The Sixth Circuit has followed the Supreme Court's rationale and has also recognized state-created interests protected by the Due Process Clause. See Spruytte v. Walters, 753 F.2d 498 (6th Cir.1985), cert. denied, 474 U.S. 1054 (1986) (Michigan created a protected interest in prisoners receiving non-threatening books); Walker v. Hughes, 558 F.2d 1247 (6th Cir.1977) (a federal prison in Michigan had policy statements that granted a liberty interest to prisoners in not having sanctions imposed on them except upon a finding of major misconduct); Mayes v. Trammell, 751 F.2d 175 (6th Cir.1984) (Tennessee's parole scheme created a liberty interest protected by the Due Process Clause), superseded sub. nom. Wright v. Trammel, 810 F.2d 589 (6th Cir.1987) (subsequent amendment of Tennessee's parole statute mooted any liberty interest under the new statute).

• • • •

= Short exercise A =
In the passage on Sixth Circuit due process cases, why was Mayes v. Trammell superseded by Wright v. Trammel?
= Short exercise B =
Extend the passage on Sixth Circuit due process cases, picking up after its final sentence.

• • • •

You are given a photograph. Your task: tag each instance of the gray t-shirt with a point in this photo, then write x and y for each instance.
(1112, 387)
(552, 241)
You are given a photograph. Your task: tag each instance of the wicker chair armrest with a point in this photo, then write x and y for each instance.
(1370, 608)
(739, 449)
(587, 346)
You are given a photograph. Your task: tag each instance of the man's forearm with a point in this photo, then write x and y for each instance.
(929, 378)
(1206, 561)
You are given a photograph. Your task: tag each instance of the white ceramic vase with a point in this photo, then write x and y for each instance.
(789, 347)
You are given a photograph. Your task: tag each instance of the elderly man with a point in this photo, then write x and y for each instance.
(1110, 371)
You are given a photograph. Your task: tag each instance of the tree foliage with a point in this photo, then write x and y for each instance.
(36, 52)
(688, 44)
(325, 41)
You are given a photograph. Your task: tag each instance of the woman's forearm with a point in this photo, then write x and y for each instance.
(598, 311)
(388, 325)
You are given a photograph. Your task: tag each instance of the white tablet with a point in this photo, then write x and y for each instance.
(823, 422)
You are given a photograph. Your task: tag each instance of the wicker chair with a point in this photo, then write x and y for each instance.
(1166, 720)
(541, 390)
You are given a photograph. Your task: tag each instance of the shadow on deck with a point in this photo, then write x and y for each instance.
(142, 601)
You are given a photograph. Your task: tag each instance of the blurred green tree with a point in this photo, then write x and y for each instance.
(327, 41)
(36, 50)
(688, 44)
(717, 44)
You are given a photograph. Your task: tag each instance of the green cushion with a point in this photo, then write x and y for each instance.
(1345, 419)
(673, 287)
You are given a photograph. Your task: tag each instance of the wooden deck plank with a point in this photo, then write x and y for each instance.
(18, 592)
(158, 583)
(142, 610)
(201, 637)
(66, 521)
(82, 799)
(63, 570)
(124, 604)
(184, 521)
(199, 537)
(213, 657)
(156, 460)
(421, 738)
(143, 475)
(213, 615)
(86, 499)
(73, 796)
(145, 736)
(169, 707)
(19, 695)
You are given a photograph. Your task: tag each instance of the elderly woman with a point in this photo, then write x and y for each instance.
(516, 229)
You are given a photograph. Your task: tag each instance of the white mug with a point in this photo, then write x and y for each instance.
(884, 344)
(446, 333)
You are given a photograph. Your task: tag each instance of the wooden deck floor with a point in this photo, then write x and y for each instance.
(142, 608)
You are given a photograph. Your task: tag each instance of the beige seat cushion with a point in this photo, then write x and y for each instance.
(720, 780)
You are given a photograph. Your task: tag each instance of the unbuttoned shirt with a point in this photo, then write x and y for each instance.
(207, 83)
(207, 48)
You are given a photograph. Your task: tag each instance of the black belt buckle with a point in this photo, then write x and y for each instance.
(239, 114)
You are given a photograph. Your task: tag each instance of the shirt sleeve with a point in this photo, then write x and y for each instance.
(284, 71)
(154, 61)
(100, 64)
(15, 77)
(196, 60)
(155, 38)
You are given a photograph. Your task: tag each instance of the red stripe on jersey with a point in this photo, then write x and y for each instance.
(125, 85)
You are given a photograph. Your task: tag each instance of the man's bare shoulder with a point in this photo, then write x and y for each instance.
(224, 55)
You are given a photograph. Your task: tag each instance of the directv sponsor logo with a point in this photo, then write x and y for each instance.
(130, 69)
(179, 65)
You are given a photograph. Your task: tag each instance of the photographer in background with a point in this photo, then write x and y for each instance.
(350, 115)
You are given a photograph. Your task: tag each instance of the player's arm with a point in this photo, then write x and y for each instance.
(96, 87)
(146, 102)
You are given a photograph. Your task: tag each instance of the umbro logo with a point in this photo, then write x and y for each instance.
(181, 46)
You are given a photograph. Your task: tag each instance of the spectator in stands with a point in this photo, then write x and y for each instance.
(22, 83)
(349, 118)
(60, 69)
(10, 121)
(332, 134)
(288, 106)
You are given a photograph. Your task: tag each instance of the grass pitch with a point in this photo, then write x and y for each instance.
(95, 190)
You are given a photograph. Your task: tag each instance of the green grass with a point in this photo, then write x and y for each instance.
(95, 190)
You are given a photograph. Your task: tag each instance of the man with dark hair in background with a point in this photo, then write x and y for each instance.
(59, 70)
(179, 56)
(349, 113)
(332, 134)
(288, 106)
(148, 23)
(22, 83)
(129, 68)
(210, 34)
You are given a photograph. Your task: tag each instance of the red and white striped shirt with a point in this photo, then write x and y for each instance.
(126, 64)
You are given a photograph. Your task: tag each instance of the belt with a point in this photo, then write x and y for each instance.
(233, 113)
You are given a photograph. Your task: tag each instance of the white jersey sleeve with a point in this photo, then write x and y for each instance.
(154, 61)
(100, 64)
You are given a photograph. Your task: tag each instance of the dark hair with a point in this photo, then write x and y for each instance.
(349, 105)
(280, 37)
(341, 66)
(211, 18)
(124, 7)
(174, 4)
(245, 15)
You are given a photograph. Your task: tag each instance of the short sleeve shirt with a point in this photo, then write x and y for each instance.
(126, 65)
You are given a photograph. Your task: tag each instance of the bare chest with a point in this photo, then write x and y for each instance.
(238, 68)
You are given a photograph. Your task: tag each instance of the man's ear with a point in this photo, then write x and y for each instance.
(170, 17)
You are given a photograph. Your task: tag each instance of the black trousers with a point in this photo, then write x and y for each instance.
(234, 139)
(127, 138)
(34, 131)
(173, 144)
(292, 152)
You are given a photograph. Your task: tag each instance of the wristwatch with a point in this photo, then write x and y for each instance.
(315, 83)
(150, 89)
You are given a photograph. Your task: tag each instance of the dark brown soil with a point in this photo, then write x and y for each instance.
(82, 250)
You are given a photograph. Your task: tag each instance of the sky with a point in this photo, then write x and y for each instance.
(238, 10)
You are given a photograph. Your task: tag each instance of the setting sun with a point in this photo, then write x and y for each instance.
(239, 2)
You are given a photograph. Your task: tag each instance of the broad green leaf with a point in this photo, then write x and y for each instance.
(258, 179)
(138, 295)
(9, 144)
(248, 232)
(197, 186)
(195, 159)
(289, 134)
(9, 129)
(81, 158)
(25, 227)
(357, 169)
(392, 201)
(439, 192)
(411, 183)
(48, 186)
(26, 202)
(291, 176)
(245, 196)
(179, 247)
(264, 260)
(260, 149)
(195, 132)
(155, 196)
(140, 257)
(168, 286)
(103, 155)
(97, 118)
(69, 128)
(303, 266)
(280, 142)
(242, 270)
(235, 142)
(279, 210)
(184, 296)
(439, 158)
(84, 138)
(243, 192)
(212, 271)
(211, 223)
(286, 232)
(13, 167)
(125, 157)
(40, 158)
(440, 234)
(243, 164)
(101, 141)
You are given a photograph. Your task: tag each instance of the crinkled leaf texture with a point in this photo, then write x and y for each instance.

• • • •

= Final result A =
A later amendment to Tennessee's parole statute mooted any liberty interest under the new statute. Mayes had held that Tennessee's parole scheme created a liberty interest protected by the Due Process Clause.

= Final result B =
17

In the instant case in 1978, Judge Feikens analyzed whether the State of Michigan granted a protectible liberty interest to inmates by mandating that the Parole Board follow certain procedures in the parole decision-making process. After analyzing Michigan's parole statutes (M.C.L.A. 791.232 et seq.) and MDOC regulations, Judge Feikens found that they created protectible constitutional claims in favor of the appellees. He stated: "When, however, the state itself provides by statute or regulations that certain procedures be followed in determining whether or not an inmate is entitled to parole, independent liberty interests are created and the due process clause requires certain minimum procedures 'to ensure that the state-created right is not arbitrarily abrogated.' " August 1978 opinion (citing Meachum v. Fano and Wolff v. McDonnell, supra ).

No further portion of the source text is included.